Goal: Rewrite the passage of the SQS messaging post starting at "The first decision" and ending at "must be idempotent.", with "consumer" changed to "listener".

SQS Messaging Patterns for Spring Boot Microservices

SQS is the bread-and-butter messaging service for AWS-based microservices. It’s simpler to operate than Kafka or RabbitMQ, integrates cleanly with IAM and other AWS services, and scales without you touching anything. But simple to operate does not mean simple to use correctly. At DWP Digital we handled high-volume benefit payment events over SQS, and the operational lessons from that work are what this post is about.

Standard vs FIFO Queues

The first decision is queue type.

Standard queues offer unlimited throughput, but SQS guarantees at-least-once delivery — not exactly-once. Messages can arrive out of order and can be delivered more than once. Your consumer must be idempotent.

FIFO queues guarantee ordered delivery and exactly-once processing within a message group, but throughput is capped (300 TPS per queue, or 3,000 with batching). They require a MessageGroupId on every send and a MessageDeduplicationId for deduplication.

For most microservice use cases, standard queues are the right default. FIFO is worth the throughput constraint when strict ordering genuinely matters to the business domain — for example, processing customer account state changes in sequence.

Recorded data:

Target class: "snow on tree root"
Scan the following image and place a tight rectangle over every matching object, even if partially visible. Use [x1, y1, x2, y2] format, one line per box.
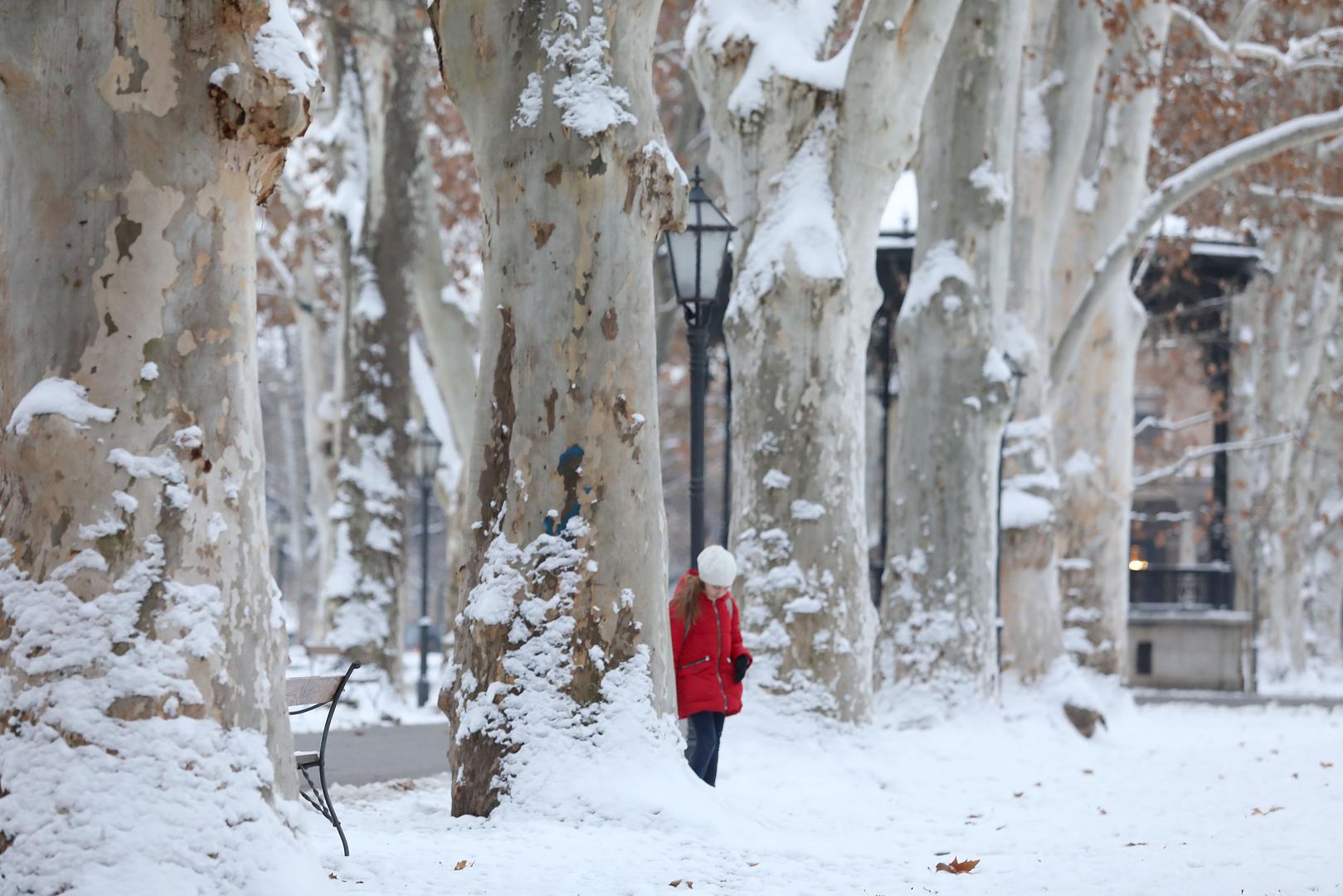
[0, 538, 319, 896]
[439, 517, 684, 821]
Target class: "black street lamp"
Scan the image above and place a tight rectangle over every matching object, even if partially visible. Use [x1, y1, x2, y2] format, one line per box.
[994, 354, 1026, 696]
[666, 165, 736, 567]
[415, 421, 443, 707]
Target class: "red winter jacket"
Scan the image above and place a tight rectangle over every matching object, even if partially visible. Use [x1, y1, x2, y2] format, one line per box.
[668, 570, 751, 718]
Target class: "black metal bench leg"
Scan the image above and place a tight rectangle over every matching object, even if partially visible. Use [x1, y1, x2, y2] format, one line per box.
[317, 757, 349, 855]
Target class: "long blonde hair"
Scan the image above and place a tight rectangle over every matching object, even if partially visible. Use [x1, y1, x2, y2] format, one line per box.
[672, 572, 703, 629]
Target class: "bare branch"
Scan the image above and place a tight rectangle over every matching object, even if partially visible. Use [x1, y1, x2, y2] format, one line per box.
[1133, 411, 1213, 436]
[1171, 2, 1343, 71]
[1049, 109, 1343, 382]
[1133, 432, 1296, 488]
[1250, 184, 1343, 211]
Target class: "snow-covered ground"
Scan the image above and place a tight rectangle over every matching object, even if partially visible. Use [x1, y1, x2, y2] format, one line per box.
[304, 671, 1343, 896]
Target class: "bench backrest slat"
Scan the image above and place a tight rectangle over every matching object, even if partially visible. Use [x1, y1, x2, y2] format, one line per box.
[285, 675, 345, 707]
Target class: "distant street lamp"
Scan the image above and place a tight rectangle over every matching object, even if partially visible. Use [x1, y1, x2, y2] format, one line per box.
[415, 421, 443, 707]
[666, 165, 736, 567]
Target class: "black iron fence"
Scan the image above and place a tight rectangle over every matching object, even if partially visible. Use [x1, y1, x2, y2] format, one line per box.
[1128, 562, 1235, 610]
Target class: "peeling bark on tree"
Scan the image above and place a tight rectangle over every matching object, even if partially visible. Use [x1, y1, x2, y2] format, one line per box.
[877, 0, 1026, 694]
[0, 0, 315, 894]
[1050, 2, 1170, 674]
[1228, 219, 1343, 681]
[688, 0, 961, 720]
[325, 0, 416, 684]
[1000, 0, 1105, 679]
[430, 0, 684, 816]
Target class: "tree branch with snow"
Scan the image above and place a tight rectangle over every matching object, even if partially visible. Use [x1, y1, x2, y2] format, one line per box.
[837, 0, 961, 192]
[1171, 4, 1343, 72]
[1133, 432, 1296, 486]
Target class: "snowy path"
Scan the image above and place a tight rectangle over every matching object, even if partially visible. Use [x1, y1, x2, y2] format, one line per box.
[314, 694, 1343, 896]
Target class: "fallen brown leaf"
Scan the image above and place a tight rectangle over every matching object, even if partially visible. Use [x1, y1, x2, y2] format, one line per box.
[935, 857, 979, 874]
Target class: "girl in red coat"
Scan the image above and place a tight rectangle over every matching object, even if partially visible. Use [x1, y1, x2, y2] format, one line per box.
[670, 545, 751, 787]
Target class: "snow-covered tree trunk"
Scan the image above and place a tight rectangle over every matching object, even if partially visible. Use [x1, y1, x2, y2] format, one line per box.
[325, 0, 426, 684]
[1228, 219, 1343, 679]
[0, 0, 317, 894]
[878, 0, 1028, 694]
[430, 0, 685, 816]
[1000, 0, 1105, 679]
[414, 129, 478, 628]
[1050, 2, 1170, 673]
[686, 0, 961, 718]
[294, 246, 343, 644]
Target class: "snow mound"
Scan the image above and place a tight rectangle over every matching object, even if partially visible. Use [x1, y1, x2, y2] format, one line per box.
[5, 377, 117, 436]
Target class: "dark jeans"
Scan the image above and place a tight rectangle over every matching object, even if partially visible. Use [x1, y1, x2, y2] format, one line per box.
[686, 712, 727, 787]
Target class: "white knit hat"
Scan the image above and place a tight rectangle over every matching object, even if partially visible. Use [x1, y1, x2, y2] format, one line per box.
[698, 544, 737, 588]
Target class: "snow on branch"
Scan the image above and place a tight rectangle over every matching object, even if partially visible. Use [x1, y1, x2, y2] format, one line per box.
[1050, 109, 1343, 382]
[1250, 184, 1343, 211]
[4, 377, 117, 436]
[1171, 4, 1343, 71]
[1133, 432, 1296, 488]
[1133, 411, 1213, 436]
[685, 0, 843, 117]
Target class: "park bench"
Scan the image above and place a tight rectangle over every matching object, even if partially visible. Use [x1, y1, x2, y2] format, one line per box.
[285, 661, 358, 855]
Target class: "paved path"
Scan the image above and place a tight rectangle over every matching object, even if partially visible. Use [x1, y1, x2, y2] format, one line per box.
[294, 723, 447, 785]
[1132, 688, 1343, 709]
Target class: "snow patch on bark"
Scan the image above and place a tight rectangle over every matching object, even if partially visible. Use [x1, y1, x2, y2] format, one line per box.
[1000, 488, 1054, 529]
[537, 0, 638, 137]
[449, 517, 686, 824]
[0, 536, 323, 896]
[1017, 69, 1063, 158]
[727, 109, 849, 319]
[900, 239, 975, 317]
[685, 0, 853, 118]
[970, 158, 1011, 207]
[251, 0, 321, 95]
[5, 377, 117, 436]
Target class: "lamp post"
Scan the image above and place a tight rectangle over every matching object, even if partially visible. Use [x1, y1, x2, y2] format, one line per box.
[666, 165, 736, 567]
[415, 423, 442, 707]
[994, 354, 1026, 697]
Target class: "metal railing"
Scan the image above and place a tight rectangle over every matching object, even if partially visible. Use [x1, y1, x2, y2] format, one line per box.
[1128, 562, 1235, 610]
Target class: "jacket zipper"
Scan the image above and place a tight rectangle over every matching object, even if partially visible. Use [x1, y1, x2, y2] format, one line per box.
[710, 599, 727, 712]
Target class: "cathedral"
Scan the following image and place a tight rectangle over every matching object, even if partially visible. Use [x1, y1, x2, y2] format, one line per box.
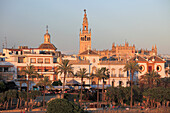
[0, 10, 166, 87]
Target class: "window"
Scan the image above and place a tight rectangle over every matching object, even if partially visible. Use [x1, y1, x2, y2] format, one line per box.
[38, 69, 42, 72]
[156, 65, 162, 72]
[45, 58, 50, 64]
[18, 57, 25, 63]
[17, 67, 22, 72]
[111, 68, 116, 77]
[38, 58, 43, 63]
[30, 58, 36, 63]
[119, 81, 122, 87]
[4, 67, 8, 72]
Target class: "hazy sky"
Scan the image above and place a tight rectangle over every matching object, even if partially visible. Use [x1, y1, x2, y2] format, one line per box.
[0, 0, 170, 54]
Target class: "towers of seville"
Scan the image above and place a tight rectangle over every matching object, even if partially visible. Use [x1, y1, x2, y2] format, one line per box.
[79, 9, 91, 53]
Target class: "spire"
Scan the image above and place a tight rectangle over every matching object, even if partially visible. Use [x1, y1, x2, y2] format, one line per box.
[83, 9, 88, 31]
[46, 25, 48, 33]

Response to this exercise:
The first decision is queue type.

Standard queues offer unlimited throughput, but SQS guarantees at-least-once delivery — not exactly-once. Messages can arrive out of order and can be delivered more than once. Your listener must be idempotent.